====== Extracted material ======
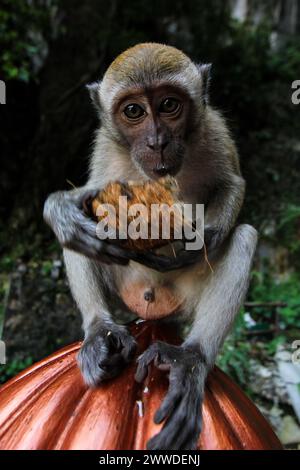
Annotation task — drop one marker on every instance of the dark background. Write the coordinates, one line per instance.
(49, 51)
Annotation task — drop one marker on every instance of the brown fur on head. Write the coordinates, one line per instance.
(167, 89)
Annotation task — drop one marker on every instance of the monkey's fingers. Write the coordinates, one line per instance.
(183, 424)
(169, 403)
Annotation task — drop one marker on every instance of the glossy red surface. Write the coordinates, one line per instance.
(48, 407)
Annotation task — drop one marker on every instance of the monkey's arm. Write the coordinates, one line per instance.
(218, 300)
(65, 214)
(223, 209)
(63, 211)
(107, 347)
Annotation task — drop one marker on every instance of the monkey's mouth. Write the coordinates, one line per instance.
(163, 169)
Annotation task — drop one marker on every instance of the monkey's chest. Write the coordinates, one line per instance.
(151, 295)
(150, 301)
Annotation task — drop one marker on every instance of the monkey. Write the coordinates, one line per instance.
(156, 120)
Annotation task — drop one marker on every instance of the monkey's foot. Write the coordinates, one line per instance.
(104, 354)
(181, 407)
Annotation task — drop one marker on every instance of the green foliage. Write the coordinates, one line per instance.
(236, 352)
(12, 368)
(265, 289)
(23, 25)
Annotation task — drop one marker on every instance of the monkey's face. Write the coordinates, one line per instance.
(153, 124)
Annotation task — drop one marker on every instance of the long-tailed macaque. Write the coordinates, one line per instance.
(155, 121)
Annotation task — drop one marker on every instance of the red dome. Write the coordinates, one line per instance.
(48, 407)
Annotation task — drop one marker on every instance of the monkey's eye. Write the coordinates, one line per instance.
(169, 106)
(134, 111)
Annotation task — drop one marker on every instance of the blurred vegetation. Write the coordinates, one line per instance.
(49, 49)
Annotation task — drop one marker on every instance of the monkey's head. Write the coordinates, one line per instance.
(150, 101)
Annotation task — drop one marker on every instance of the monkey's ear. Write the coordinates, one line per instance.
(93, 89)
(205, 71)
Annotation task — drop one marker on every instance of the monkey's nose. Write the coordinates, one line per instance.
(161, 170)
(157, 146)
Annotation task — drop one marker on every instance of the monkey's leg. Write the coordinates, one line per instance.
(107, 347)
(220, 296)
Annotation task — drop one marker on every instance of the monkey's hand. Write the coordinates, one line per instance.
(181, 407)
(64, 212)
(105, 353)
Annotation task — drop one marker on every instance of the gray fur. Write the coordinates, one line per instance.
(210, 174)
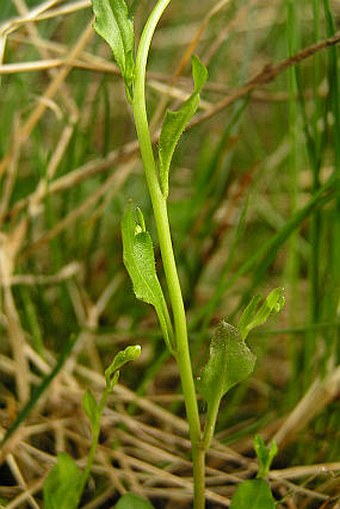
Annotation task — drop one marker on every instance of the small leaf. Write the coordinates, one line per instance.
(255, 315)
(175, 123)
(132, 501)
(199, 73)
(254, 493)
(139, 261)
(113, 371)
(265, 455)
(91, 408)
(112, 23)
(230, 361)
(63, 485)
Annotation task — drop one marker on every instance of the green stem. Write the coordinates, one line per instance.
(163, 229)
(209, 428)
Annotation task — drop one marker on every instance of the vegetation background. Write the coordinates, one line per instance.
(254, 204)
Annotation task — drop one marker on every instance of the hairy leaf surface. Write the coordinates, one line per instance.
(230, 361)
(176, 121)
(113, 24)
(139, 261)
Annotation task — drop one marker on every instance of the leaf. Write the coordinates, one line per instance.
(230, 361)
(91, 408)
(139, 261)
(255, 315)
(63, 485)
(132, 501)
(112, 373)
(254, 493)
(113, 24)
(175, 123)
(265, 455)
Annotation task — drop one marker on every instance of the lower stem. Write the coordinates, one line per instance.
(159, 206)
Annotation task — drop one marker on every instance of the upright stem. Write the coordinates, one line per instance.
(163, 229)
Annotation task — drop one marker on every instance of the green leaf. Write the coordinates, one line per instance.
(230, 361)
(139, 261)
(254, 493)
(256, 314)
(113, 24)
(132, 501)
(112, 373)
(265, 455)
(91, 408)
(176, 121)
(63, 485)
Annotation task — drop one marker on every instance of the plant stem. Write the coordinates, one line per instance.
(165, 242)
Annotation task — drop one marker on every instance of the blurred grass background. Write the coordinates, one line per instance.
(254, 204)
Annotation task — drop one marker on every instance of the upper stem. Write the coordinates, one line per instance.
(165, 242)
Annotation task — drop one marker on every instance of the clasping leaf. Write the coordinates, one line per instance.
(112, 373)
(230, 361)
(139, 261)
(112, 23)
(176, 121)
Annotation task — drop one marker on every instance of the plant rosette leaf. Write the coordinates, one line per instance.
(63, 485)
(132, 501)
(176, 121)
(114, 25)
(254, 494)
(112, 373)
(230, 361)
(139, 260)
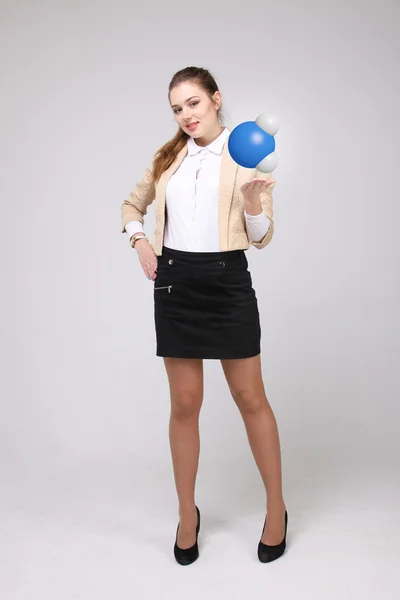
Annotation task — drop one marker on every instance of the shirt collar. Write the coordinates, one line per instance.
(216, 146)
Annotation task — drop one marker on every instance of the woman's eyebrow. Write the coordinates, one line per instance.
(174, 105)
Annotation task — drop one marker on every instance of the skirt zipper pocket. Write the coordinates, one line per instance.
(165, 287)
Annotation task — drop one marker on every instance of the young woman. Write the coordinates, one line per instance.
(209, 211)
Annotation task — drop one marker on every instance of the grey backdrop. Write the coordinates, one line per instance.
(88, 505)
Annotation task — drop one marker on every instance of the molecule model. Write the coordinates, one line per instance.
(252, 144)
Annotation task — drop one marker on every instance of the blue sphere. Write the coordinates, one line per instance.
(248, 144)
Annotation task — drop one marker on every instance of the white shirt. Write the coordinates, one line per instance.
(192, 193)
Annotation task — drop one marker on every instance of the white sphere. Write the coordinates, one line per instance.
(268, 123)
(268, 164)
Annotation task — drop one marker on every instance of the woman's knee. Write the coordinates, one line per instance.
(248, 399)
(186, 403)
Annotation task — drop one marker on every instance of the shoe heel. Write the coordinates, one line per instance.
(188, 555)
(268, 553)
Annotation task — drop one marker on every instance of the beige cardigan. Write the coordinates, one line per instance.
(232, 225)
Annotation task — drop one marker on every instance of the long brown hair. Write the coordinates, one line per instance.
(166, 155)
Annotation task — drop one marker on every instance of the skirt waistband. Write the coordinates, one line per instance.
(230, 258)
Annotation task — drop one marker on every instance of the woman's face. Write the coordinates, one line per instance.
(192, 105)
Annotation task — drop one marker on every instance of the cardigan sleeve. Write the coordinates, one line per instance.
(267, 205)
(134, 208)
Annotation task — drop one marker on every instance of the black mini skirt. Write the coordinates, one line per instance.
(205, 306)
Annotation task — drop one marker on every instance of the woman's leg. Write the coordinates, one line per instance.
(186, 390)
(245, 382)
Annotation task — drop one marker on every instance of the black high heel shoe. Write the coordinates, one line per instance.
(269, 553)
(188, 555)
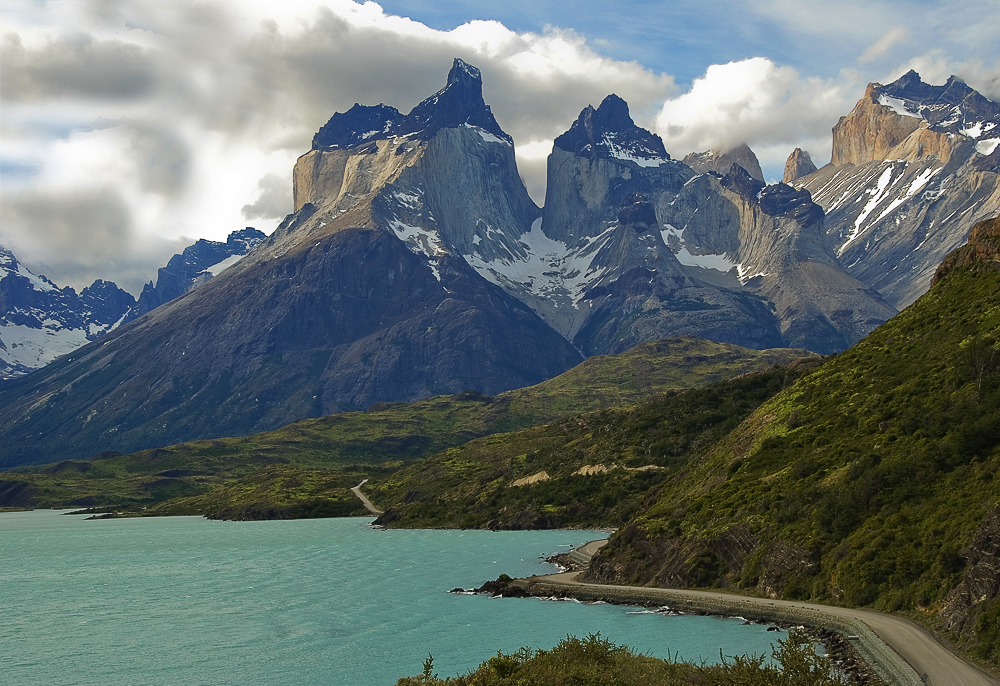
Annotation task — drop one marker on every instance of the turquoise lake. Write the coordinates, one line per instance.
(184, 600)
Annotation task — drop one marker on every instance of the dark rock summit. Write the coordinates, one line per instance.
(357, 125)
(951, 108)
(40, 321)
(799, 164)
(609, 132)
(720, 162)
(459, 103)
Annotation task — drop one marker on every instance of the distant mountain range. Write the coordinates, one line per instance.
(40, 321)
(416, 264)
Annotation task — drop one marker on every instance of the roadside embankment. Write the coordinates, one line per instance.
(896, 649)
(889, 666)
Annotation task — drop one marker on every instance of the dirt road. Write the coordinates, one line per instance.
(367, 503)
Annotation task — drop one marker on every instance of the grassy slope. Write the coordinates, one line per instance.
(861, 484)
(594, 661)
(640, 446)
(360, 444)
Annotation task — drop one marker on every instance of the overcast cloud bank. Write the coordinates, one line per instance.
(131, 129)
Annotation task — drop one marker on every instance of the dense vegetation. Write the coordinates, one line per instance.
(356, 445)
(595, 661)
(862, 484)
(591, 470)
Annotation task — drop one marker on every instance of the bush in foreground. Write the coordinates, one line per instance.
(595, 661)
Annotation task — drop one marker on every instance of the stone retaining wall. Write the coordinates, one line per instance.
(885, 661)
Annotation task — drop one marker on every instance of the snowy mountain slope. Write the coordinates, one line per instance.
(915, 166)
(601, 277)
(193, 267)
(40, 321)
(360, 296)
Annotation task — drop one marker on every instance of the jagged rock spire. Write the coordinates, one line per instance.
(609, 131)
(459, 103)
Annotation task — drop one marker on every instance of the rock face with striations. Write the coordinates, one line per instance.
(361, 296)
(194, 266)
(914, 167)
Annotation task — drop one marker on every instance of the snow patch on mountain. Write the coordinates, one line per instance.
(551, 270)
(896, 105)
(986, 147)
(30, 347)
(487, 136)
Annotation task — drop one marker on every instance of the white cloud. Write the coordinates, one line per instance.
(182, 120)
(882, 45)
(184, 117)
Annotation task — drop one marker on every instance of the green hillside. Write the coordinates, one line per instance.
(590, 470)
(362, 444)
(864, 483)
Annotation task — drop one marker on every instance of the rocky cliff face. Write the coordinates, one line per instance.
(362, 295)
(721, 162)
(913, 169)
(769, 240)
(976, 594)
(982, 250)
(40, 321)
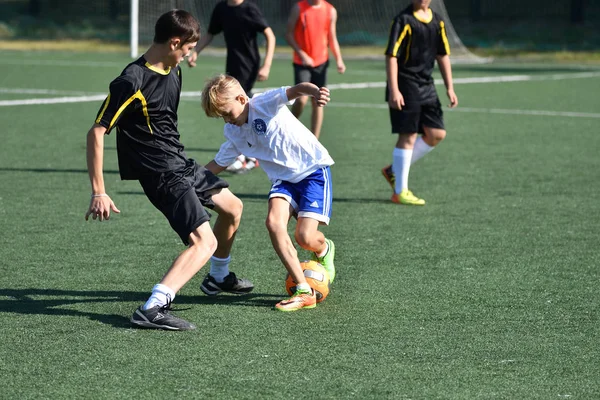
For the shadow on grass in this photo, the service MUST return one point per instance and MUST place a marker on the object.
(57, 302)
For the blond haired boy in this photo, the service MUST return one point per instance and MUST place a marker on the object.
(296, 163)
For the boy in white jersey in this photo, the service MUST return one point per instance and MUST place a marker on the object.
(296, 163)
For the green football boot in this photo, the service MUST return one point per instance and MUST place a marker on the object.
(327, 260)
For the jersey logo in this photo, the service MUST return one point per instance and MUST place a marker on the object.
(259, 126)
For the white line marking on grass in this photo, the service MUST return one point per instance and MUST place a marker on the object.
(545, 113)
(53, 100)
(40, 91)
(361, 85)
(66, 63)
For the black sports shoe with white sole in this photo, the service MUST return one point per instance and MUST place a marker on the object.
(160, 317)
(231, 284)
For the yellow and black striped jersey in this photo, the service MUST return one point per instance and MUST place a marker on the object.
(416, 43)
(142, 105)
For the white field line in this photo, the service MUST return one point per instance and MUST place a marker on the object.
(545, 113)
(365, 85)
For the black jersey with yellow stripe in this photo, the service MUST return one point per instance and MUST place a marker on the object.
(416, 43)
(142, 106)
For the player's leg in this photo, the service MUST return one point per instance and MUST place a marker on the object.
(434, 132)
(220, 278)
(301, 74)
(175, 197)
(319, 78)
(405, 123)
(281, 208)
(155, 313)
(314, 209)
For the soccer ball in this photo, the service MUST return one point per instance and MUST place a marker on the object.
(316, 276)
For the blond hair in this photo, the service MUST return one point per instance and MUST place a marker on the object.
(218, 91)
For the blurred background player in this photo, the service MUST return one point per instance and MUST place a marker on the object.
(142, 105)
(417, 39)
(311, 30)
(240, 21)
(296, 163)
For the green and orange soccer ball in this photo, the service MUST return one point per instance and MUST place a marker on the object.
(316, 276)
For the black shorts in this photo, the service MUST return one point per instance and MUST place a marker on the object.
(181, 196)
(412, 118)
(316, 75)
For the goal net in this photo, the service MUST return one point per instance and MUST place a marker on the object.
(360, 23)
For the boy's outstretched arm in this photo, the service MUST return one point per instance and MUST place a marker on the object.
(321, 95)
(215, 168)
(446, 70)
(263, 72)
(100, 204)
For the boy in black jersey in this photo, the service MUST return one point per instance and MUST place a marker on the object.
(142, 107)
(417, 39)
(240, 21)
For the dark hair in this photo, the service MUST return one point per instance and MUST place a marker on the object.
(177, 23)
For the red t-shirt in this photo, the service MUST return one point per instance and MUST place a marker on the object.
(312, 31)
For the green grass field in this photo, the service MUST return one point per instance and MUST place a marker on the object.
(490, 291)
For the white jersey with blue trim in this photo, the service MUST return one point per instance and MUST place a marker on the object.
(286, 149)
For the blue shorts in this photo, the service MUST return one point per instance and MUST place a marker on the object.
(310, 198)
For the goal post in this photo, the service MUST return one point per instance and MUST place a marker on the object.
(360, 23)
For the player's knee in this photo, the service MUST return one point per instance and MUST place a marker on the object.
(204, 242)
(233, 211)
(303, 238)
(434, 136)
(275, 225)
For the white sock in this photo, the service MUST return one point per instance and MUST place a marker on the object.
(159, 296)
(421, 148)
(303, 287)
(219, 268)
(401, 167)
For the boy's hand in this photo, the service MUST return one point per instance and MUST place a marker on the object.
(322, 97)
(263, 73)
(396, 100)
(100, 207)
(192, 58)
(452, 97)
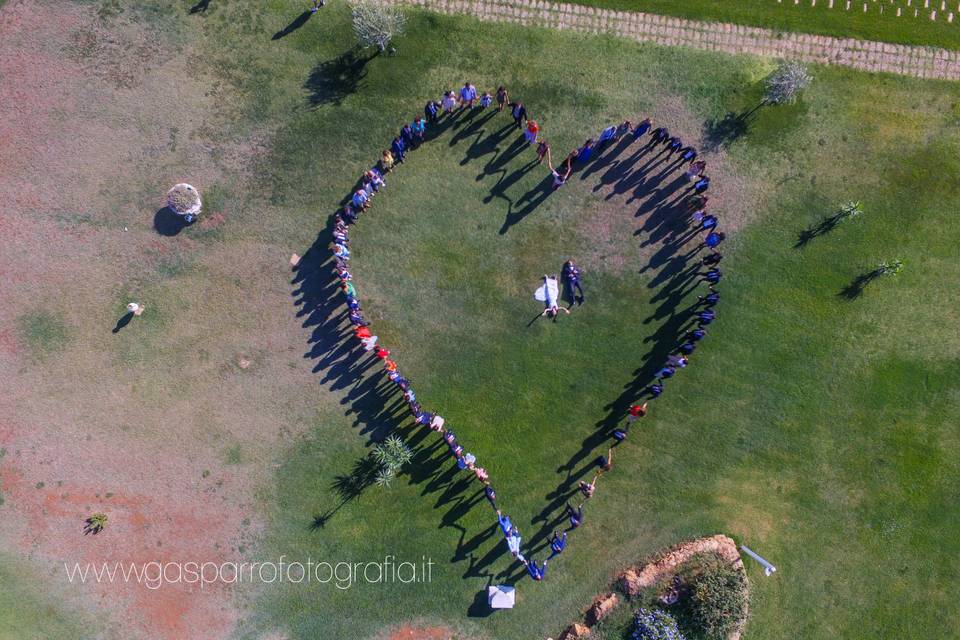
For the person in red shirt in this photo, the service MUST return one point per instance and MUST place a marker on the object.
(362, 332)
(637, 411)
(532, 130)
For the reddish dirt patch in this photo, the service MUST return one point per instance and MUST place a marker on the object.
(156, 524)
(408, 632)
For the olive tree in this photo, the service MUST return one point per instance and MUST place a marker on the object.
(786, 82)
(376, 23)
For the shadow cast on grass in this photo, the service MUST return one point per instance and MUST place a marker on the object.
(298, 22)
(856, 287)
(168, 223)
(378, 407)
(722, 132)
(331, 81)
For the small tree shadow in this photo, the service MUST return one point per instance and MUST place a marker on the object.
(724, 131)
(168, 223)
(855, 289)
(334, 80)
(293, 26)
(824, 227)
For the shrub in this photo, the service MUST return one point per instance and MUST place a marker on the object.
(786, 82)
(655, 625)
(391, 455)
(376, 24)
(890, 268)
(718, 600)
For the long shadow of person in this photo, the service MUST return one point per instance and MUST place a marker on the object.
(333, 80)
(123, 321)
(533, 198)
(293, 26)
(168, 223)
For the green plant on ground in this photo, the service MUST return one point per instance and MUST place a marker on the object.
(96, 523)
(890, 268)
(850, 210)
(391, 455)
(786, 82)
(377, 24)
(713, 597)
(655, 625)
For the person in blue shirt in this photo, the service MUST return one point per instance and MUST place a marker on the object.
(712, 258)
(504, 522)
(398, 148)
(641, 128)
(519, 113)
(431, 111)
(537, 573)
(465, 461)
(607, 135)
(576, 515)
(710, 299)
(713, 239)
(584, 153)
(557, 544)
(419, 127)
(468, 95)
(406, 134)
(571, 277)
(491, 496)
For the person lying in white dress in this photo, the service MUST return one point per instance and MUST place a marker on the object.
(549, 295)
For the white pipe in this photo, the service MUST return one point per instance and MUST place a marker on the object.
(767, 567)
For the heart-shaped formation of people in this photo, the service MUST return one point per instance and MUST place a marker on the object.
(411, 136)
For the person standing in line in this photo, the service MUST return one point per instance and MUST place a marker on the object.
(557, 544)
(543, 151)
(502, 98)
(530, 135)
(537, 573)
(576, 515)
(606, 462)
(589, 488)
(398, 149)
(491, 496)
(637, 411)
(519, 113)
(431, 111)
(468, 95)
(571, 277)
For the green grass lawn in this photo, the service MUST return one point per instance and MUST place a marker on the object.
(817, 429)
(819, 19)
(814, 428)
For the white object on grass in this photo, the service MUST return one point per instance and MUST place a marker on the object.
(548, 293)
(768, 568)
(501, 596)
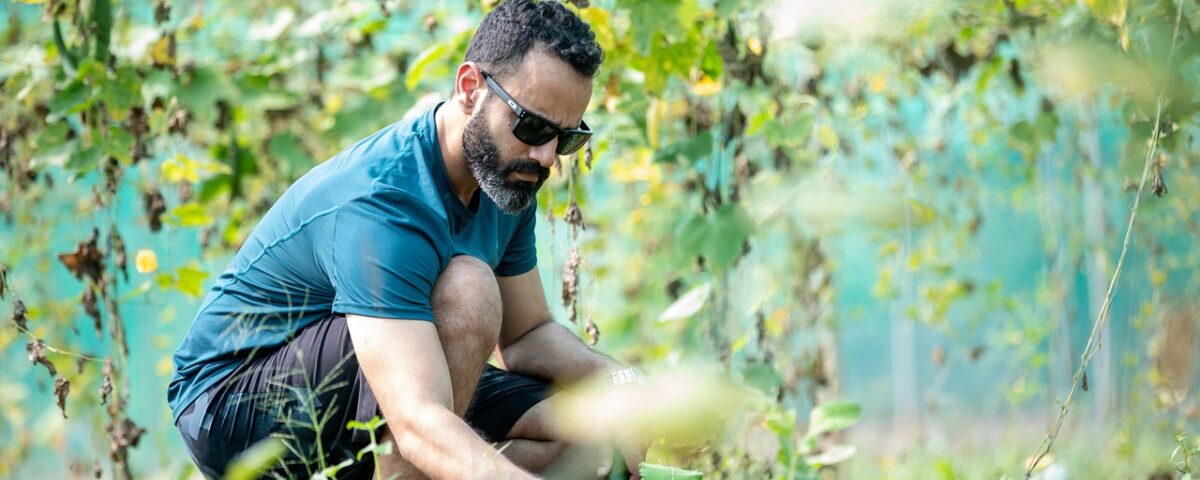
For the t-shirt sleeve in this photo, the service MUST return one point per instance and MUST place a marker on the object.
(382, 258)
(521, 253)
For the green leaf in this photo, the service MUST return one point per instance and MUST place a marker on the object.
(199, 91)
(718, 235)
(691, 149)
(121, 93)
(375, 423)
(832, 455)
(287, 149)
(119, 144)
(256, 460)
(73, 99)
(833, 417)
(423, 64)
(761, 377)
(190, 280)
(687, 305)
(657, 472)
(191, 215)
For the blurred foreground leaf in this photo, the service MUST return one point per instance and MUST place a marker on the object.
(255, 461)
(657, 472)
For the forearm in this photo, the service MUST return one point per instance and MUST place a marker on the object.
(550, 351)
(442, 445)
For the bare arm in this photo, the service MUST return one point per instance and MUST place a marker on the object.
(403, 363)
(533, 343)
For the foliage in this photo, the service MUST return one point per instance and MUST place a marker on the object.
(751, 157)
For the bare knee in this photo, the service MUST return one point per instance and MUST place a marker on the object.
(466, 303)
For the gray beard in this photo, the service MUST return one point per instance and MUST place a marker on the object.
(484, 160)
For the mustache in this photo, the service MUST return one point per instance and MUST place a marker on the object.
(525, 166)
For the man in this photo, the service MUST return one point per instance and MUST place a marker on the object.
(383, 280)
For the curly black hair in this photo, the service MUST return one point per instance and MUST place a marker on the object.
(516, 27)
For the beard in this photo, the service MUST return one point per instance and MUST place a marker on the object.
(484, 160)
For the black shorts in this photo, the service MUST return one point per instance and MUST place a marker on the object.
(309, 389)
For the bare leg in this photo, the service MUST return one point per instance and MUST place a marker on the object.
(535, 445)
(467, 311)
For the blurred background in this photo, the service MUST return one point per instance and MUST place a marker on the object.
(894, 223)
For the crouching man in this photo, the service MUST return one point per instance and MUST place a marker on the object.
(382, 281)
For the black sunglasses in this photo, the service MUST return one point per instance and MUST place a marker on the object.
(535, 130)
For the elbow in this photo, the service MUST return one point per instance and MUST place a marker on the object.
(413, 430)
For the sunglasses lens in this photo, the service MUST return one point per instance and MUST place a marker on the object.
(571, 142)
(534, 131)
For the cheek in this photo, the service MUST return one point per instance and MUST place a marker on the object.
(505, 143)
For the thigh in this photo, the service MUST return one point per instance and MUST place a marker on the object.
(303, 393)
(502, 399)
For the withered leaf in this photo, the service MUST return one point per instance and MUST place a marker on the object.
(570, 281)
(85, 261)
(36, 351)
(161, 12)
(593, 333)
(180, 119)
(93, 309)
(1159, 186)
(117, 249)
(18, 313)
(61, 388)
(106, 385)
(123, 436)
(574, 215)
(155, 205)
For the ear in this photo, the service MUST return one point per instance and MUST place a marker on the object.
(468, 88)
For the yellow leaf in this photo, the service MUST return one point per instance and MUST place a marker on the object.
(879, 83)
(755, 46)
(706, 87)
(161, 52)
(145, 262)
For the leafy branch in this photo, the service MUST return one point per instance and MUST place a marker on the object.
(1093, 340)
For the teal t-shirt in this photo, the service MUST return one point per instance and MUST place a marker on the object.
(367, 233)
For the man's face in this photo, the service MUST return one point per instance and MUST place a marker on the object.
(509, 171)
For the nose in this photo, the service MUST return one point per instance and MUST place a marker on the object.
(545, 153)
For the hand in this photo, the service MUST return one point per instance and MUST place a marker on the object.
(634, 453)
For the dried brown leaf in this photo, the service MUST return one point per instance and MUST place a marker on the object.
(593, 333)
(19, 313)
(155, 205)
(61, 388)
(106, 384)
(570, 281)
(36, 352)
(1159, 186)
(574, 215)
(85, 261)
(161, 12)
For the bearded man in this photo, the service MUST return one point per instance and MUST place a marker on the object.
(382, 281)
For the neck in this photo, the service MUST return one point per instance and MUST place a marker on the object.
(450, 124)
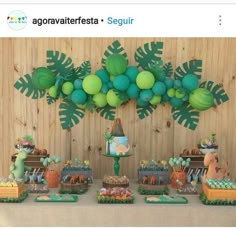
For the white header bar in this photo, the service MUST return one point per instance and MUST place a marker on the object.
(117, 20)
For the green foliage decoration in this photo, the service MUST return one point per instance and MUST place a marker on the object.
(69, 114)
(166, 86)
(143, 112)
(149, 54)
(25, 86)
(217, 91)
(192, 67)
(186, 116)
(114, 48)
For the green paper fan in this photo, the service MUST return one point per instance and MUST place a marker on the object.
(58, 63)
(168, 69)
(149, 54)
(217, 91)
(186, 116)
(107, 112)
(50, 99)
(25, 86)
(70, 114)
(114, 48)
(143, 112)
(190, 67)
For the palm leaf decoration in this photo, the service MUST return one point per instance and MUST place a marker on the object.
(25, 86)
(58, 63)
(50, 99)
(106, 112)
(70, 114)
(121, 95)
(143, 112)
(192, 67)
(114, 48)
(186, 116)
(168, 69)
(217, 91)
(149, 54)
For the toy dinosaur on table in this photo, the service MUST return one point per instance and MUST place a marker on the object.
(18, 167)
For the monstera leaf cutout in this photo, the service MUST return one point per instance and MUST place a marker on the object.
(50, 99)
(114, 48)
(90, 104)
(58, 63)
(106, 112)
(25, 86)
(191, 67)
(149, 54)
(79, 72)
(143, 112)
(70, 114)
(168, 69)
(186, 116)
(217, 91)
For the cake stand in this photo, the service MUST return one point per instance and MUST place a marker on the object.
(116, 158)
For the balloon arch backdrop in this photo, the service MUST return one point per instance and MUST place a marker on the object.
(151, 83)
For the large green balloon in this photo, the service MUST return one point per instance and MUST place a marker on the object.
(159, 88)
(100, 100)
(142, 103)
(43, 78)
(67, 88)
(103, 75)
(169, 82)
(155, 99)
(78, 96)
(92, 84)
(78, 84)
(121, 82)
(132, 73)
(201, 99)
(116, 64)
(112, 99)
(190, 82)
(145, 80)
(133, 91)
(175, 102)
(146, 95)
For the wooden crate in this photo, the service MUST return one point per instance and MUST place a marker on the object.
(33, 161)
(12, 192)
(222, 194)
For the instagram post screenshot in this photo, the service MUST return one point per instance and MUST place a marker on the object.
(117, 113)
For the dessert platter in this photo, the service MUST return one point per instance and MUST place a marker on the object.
======
Could you give again exactly the lines from the line containing "For the monstera" through the final line of the data above, and no others?

For the monstera leaf cutout in this photo, the service MUST return one point per instance and MUST place a marker on the object.
(50, 99)
(114, 48)
(90, 104)
(58, 63)
(106, 112)
(25, 86)
(191, 67)
(149, 54)
(79, 72)
(143, 112)
(70, 114)
(168, 69)
(186, 116)
(217, 91)
For the cake stand in this photo, the service MUST return one point per instance and MUST place a marker on the object.
(116, 158)
For the balloon arch backdrop in this photo, the service MUST return one point per instance and MUST place a marker on the object.
(151, 83)
For the large green balloon in this photo, the service MUST return one point per instance and MUST place a marker on the object.
(159, 88)
(100, 100)
(142, 103)
(43, 78)
(67, 88)
(103, 75)
(169, 82)
(155, 99)
(78, 96)
(92, 84)
(78, 84)
(121, 82)
(132, 73)
(201, 99)
(116, 64)
(112, 99)
(190, 82)
(145, 80)
(133, 91)
(175, 102)
(146, 95)
For the wooden crate in this photo, the service MUST return one point per instance and MUST place a marker on the object.
(33, 161)
(12, 192)
(222, 194)
For the instagram post screenshot in this photo, the service MUST return one point per instance and MUST place a marker on the object.
(117, 113)
For the dessert platter in this photo, the service MUST return one point per instance and MUST place a marker on the object.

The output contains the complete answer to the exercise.